◆ WRITTEN PROBLEM: Write out all of the entries that follow, word for word, but skip the pictures.

◆ Picture shape labeling items:
— START —

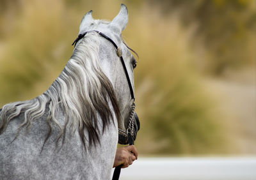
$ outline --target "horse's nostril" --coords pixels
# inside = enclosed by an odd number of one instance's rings
[[[136,123],[137,124],[138,131],[139,131],[140,130],[140,123],[139,117],[138,117],[138,114],[136,112],[134,112],[134,118],[135,118],[135,120],[136,120]]]

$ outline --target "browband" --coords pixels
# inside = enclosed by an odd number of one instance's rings
[[[79,40],[80,40],[83,37],[84,37],[84,36],[86,34],[88,34],[89,33],[92,33],[92,32],[95,32],[95,33],[98,33],[99,34],[100,34],[100,36],[102,36],[105,39],[109,40],[115,46],[115,47],[116,48],[117,55],[120,57],[120,59],[121,59],[122,64],[123,65],[123,68],[124,68],[124,71],[125,73],[126,79],[127,79],[129,87],[130,87],[130,92],[131,92],[131,98],[133,100],[133,101],[134,101],[135,100],[134,94],[133,93],[132,86],[132,84],[131,83],[130,78],[129,77],[128,71],[127,71],[127,70],[126,68],[125,64],[124,63],[123,56],[122,56],[122,49],[121,49],[120,47],[118,47],[116,45],[116,44],[111,38],[109,38],[108,36],[107,36],[106,35],[105,35],[104,34],[103,34],[102,33],[101,33],[100,31],[96,31],[96,30],[92,30],[92,31],[86,31],[86,32],[85,32],[85,33],[84,33],[83,34],[79,34],[78,35],[78,37],[76,39],[76,40],[73,42],[73,43],[72,45],[73,45],[74,44],[75,47],[76,47],[76,43],[77,43],[77,41]]]

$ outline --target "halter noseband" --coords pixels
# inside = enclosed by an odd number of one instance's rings
[[[129,144],[130,145],[134,144],[133,135],[134,135],[134,112],[135,112],[135,103],[134,103],[135,98],[134,98],[134,94],[133,93],[132,84],[131,82],[130,78],[129,78],[129,74],[128,74],[128,71],[127,71],[127,70],[126,68],[125,64],[124,61],[124,58],[122,57],[122,52],[121,48],[118,47],[116,45],[116,44],[111,38],[109,38],[108,36],[107,36],[106,34],[103,34],[102,33],[101,33],[100,31],[96,31],[96,30],[88,31],[86,31],[86,32],[85,32],[85,33],[84,33],[83,34],[79,34],[78,35],[78,37],[73,42],[72,45],[74,44],[75,47],[76,47],[76,43],[77,43],[77,41],[79,40],[80,40],[83,37],[84,37],[84,36],[86,34],[88,34],[89,33],[92,33],[92,32],[95,32],[97,34],[100,34],[101,36],[102,36],[105,39],[106,39],[108,41],[109,41],[114,45],[114,47],[116,49],[117,56],[120,57],[120,59],[121,60],[122,64],[123,65],[124,70],[124,71],[125,73],[125,76],[126,76],[126,79],[127,79],[127,82],[128,82],[129,87],[130,87],[130,92],[131,92],[131,98],[132,100],[132,106],[131,106],[132,111],[131,111],[131,113],[130,114],[130,119],[129,119],[129,122],[128,128],[127,129],[126,131],[124,131],[123,130],[121,130],[121,129],[118,128],[118,133],[121,133],[122,135],[125,136],[126,138],[128,138],[128,142],[129,142]]]

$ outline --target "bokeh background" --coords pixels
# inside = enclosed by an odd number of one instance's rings
[[[256,154],[254,0],[1,0],[0,107],[44,93],[85,13],[112,20],[121,3],[140,56],[140,154]]]

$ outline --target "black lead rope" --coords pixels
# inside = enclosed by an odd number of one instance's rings
[[[134,140],[133,139],[132,136],[131,135],[131,132],[128,133],[128,140],[129,145],[134,145]],[[120,165],[115,169],[114,174],[113,174],[112,180],[118,180],[119,179],[119,176],[121,173],[121,168],[123,165]]]

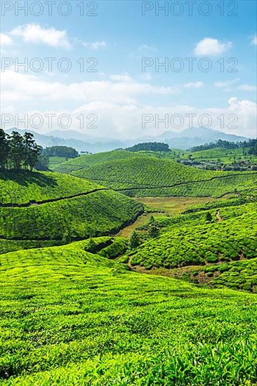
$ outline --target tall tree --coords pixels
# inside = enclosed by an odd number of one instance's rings
[[[36,165],[41,147],[37,145],[34,135],[31,133],[25,133],[23,136],[24,166],[29,167],[32,171]]]
[[[8,135],[3,129],[0,128],[0,168],[4,169],[7,164],[7,159],[9,155],[10,146],[8,143]]]
[[[9,158],[11,166],[15,169],[20,169],[25,154],[23,138],[17,131],[13,131],[9,143]]]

— END —

◆ REPLY:
$ outline --target "horse's nostril" --coords pixels
# inside = enclosed by an odd number of one instance's rings
[[[136,123],[137,124],[138,131],[139,131],[140,130],[140,123],[139,117],[138,117],[138,114],[136,112],[134,112],[134,118],[135,118],[135,120],[136,120]]]

$ outline --target "browband" --coords pixels
# inside = enclosed by an odd number of one instance's rings
[[[79,40],[80,40],[83,37],[84,37],[84,36],[86,34],[88,34],[89,33],[92,33],[92,32],[95,32],[95,33],[98,33],[99,34],[100,34],[100,36],[102,36],[105,39],[109,40],[115,46],[115,47],[116,48],[117,55],[120,57],[120,59],[121,59],[122,64],[123,65],[123,68],[124,68],[124,71],[125,73],[126,79],[127,79],[129,87],[130,87],[130,92],[131,92],[131,98],[133,100],[133,101],[134,101],[135,100],[134,94],[133,93],[132,86],[132,84],[131,83],[130,78],[129,77],[128,71],[127,71],[127,70],[126,68],[125,64],[124,63],[123,56],[122,56],[122,49],[121,49],[120,47],[118,47],[116,45],[116,44],[111,38],[109,38],[108,36],[107,36],[106,35],[105,35],[104,34],[103,34],[102,33],[101,33],[100,31],[96,31],[96,30],[92,30],[92,31],[86,31],[86,32],[85,32],[85,33],[84,33],[83,34],[79,34],[78,35],[78,37],[76,39],[76,40],[73,42],[73,43],[72,45],[73,45],[74,44],[75,47],[76,47],[76,43],[77,43],[77,41]]]

$ outline --target "halter noseband" --coords pixels
# inside = enclosed by an odd number of one instance's rings
[[[129,144],[130,145],[134,144],[133,135],[134,135],[134,112],[135,112],[135,103],[134,103],[135,98],[134,98],[134,94],[133,93],[132,84],[131,82],[130,78],[129,78],[129,74],[128,74],[128,71],[127,71],[127,70],[126,68],[125,64],[124,61],[124,58],[122,57],[122,52],[121,48],[118,47],[116,45],[116,44],[111,38],[109,38],[108,36],[107,36],[106,34],[103,34],[102,33],[101,33],[100,31],[96,31],[96,30],[88,31],[86,31],[86,32],[85,32],[85,33],[84,33],[83,34],[79,34],[78,35],[78,37],[73,42],[72,45],[74,44],[75,47],[76,47],[76,43],[77,43],[77,41],[79,40],[80,40],[83,37],[84,37],[84,36],[86,34],[88,34],[89,33],[92,33],[92,32],[95,32],[97,34],[100,34],[101,36],[102,36],[105,39],[106,39],[108,41],[109,41],[114,45],[114,47],[116,49],[117,56],[120,57],[120,59],[121,60],[122,64],[123,65],[124,70],[124,71],[125,73],[125,76],[126,76],[126,79],[127,79],[127,82],[128,82],[129,87],[130,87],[130,92],[131,92],[131,98],[132,100],[132,106],[131,106],[132,111],[131,111],[131,113],[130,114],[130,119],[129,119],[129,122],[128,128],[127,129],[126,131],[124,131],[123,130],[121,130],[121,129],[118,128],[118,133],[121,133],[122,135],[125,136],[126,138],[128,138],[128,142],[129,142]]]

$ outline --target "bokeh background" --coords pixels
# inside = enclosed by an odd number of one instance's rings
[[[256,154],[254,0],[1,0],[0,107],[44,93],[85,13],[112,20],[121,3],[140,56],[140,154]]]

$ outline --target "black lead rope" --coords pixels
# inside = enclosed by an odd number of one instance's rings
[[[134,140],[133,139],[132,136],[131,135],[131,132],[128,133],[128,140],[129,145],[134,145]],[[120,165],[115,169],[114,174],[113,174],[112,180],[118,180],[119,179],[119,176],[121,173],[121,168],[123,165]]]

$ outline --target tall tree --coords pixels
# inside = enclosed by an odd number of one instance's rings
[[[36,165],[41,147],[37,145],[34,135],[31,133],[25,133],[23,136],[24,166],[29,167],[32,171]]]
[[[8,135],[3,129],[0,128],[0,168],[4,169],[7,164],[7,159],[9,155],[10,146],[8,143]]]
[[[9,158],[11,166],[15,169],[20,169],[25,154],[23,138],[17,131],[13,131],[9,143]]]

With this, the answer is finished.